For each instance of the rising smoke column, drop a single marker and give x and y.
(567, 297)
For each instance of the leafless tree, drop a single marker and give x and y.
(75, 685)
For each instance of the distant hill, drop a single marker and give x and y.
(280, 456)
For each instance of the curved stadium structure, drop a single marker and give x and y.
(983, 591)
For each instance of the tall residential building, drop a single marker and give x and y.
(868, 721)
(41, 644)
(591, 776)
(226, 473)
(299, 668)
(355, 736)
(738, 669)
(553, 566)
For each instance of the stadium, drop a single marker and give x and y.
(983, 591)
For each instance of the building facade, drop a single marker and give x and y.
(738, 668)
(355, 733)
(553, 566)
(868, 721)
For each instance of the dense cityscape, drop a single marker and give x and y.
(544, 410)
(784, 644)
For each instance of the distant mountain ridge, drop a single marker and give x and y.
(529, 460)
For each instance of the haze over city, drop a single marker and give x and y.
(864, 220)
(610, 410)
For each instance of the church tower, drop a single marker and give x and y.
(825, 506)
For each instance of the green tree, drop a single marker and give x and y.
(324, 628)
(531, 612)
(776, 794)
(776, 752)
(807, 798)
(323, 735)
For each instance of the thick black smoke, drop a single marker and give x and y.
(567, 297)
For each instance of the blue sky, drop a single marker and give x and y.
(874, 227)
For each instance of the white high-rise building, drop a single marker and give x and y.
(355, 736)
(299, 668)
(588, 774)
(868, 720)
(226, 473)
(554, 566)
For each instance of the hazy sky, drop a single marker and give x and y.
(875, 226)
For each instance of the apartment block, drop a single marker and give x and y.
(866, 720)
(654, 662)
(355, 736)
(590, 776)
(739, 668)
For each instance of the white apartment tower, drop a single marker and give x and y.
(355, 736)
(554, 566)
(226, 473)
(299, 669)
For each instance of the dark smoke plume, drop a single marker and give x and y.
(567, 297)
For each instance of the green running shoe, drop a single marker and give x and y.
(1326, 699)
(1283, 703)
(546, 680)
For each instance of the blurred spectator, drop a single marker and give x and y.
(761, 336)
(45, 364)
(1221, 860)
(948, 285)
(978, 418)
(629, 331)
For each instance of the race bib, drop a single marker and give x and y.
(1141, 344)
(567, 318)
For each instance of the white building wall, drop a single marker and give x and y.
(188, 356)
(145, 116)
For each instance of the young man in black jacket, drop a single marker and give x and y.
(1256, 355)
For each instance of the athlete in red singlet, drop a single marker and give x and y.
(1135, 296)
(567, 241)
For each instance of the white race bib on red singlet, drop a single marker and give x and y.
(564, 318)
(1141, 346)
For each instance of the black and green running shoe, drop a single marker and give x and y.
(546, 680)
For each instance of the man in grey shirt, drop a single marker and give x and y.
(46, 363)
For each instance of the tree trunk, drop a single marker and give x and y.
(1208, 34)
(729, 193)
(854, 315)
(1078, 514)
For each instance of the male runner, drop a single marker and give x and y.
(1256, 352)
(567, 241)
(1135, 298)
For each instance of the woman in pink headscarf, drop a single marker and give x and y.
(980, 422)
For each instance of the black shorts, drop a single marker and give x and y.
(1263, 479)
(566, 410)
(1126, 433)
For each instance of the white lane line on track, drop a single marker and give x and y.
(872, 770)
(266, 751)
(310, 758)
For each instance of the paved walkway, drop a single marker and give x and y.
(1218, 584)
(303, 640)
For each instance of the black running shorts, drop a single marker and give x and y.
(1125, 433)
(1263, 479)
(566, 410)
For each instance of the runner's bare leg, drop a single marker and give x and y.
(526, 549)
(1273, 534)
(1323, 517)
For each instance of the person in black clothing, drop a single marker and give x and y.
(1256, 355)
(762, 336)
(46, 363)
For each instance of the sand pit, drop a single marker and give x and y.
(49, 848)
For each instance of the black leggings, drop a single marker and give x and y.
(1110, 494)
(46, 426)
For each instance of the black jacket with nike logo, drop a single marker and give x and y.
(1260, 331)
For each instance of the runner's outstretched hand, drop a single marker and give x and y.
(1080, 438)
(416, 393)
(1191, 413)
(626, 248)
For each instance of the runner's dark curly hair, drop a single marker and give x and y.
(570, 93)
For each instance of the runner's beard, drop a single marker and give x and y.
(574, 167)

• • • •

Aim of the task: Set down each entry from above once more, exactly as written.

Output of the exercise:
For each instance of the rising smoke column, drop a single marker and give x and y.
(567, 297)
For each instance of the leafless tree, drop a single marker and give x and y.
(75, 685)
For each instance of the distant hill, drop a single marker and give x and y.
(280, 456)
For each instance of the curved stadium structure, drop a single marker and give x and y.
(983, 591)
For each instance of the tall residential building, drop a single marker and give x and y.
(868, 721)
(41, 644)
(591, 776)
(226, 473)
(299, 668)
(355, 736)
(738, 669)
(553, 566)
For each instance of the stadium, drop a single marker and give x and y.
(983, 591)
For each instance of the building facade, drop a single marker and give x and y.
(738, 668)
(355, 733)
(553, 566)
(868, 721)
For each instance of the dense cityscape, drop a single marker and give x and y.
(544, 410)
(784, 644)
For each instance of the distant mountain ridge, drop a single marker and give x and y.
(529, 460)
For each instance of the haze over city, drop a single marker and give x and y.
(864, 220)
(610, 410)
For each instance of the church tower, drop a single marker and give x and y.
(825, 506)
For each instance of the green tree, drop a single marker and give x and y.
(324, 628)
(531, 612)
(776, 794)
(776, 752)
(807, 798)
(323, 735)
For each instance of the thick black smoke, drop a single marker and give x and y.
(567, 297)
For each instance of the blue sky, drop a single marker and give x and y.
(874, 227)
For each instance of the white high-rise building, drop a single marker and give x and y.
(355, 736)
(299, 668)
(588, 774)
(868, 720)
(226, 473)
(554, 566)
For each instance of the hazy sky, drop a single marker and give x and y.
(875, 226)
For each instance of the apartment block, drop a single marker and give x and y.
(866, 720)
(654, 662)
(355, 736)
(590, 776)
(739, 668)
For each instance of the white apartment tower, drop a single marker and give x and y.
(355, 736)
(554, 566)
(226, 473)
(299, 669)
For each instance of the dark smoke plume, drop a single marker and give x and y.
(567, 297)
For each instance of the green running shoe, drop a single marker and give x and y.
(1326, 699)
(1283, 703)
(546, 680)
For each instance of the blurred spectator, drop a single marker and give x and y.
(761, 336)
(45, 364)
(1221, 860)
(948, 285)
(978, 418)
(629, 331)
For each instance of the race bib, drop a single marker and give x and y.
(1141, 344)
(567, 318)
For each instance of the white building wall, drop a single marker and give x and y.
(188, 356)
(145, 116)
For each instance of the young man in black jacket, drop a single marker and give x and y.
(1256, 355)
For each instance of the athlete in red singlet, drop a single marker and give x and y.
(1135, 296)
(567, 241)
For each instance of the white race bib on red singlet, drop a single marker and give x and y.
(564, 318)
(1141, 346)
For each instance of the black and green running shoe, drop a single marker and give x and y.
(546, 680)
For each instance of the man in grey shirt, drop a single marker and give x and y.
(46, 363)
For each instance of the tree trunk, drop a single marker and give x and y.
(1208, 34)
(729, 193)
(854, 315)
(1078, 514)
For each instance of the male runner, drop a single marker and give x and y.
(1256, 352)
(567, 241)
(1135, 298)
For each instance of the woman in pink headscarf, drop a single marker and give x and y.
(980, 422)
For each instance of the black shorts, drop a single marker and give x and y.
(1263, 479)
(566, 410)
(1126, 433)
For each instance of the white lane line on track, drop a single marker and give x and y.
(872, 770)
(266, 751)
(310, 758)
For each instance of the paved walkway, drop a single marker and give x and y.
(1218, 584)
(303, 640)
For each instance of the black running shorts, drop a single marker and give x and y.
(1125, 433)
(1263, 479)
(566, 410)
For each instance of the runner's bare leg, drop a single marker and give x and y.
(526, 549)
(1273, 534)
(1323, 517)
For each instance of the person in black clothing, drop a single marker and give x and y.
(1256, 355)
(762, 336)
(46, 363)
For each instance of the sand pit, drop a single marker and give x and y.
(49, 848)
For each instance of the black leggings, drop a single marker and give x and y.
(1110, 494)
(46, 426)
For each instance of the black jacket with nike logo, drop a single marker and give x and y.
(1260, 331)
For each instance of the runner's outstretched hand, drop a single marker and give x and y.
(1080, 438)
(416, 393)
(1191, 413)
(626, 248)
For each instance of the runner's dark curly hair, drop a single marker and give x and y.
(570, 93)
For each instance of the runner's beard, drop a single marker and give x and y.
(574, 167)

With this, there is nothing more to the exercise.